[Directions for this task]
Filter the entries below down to the lines that hold "suit".

* * * *

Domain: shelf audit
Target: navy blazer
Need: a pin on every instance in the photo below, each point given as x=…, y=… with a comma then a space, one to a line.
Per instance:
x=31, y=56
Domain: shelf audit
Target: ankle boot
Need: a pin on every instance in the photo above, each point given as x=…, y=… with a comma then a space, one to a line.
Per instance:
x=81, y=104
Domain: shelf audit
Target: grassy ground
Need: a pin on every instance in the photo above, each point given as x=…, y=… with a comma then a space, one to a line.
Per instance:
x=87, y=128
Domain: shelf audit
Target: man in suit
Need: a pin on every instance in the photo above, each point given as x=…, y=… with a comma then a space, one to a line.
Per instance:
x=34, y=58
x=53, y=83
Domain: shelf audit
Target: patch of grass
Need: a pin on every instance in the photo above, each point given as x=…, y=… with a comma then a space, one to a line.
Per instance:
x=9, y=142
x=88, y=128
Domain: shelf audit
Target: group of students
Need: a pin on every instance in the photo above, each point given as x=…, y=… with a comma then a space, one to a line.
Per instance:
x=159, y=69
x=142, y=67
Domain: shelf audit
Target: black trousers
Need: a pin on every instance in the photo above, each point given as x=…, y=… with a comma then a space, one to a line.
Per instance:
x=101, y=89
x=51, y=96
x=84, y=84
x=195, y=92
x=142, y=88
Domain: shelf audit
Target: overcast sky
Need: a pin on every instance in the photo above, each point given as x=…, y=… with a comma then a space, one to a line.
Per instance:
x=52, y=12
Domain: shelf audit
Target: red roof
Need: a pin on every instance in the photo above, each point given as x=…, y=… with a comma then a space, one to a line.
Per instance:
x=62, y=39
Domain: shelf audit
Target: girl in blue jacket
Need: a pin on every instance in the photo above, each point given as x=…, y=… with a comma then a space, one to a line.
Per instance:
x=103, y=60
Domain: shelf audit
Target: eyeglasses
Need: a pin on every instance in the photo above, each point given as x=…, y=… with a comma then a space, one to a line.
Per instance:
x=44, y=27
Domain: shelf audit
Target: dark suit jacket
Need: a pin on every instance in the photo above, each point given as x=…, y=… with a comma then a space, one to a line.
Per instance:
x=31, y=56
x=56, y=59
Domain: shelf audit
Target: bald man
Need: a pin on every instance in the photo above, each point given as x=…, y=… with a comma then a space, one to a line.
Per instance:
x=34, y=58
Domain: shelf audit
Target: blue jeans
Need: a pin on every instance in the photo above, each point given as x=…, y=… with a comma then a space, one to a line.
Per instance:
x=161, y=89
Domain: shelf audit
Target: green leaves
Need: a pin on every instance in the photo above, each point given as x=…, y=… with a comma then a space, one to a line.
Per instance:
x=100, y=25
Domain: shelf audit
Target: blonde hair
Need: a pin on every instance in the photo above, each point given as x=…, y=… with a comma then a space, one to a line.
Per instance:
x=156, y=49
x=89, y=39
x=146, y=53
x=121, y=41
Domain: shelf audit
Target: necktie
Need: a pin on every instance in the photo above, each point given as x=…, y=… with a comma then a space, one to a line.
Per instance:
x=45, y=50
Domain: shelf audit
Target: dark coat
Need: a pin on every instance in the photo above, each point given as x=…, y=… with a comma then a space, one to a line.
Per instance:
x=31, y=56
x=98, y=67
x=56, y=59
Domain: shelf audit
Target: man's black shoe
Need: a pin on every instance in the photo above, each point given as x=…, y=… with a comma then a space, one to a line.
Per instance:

* * * *

[Answer box]
Target: man in suit
Target: dark suit jacket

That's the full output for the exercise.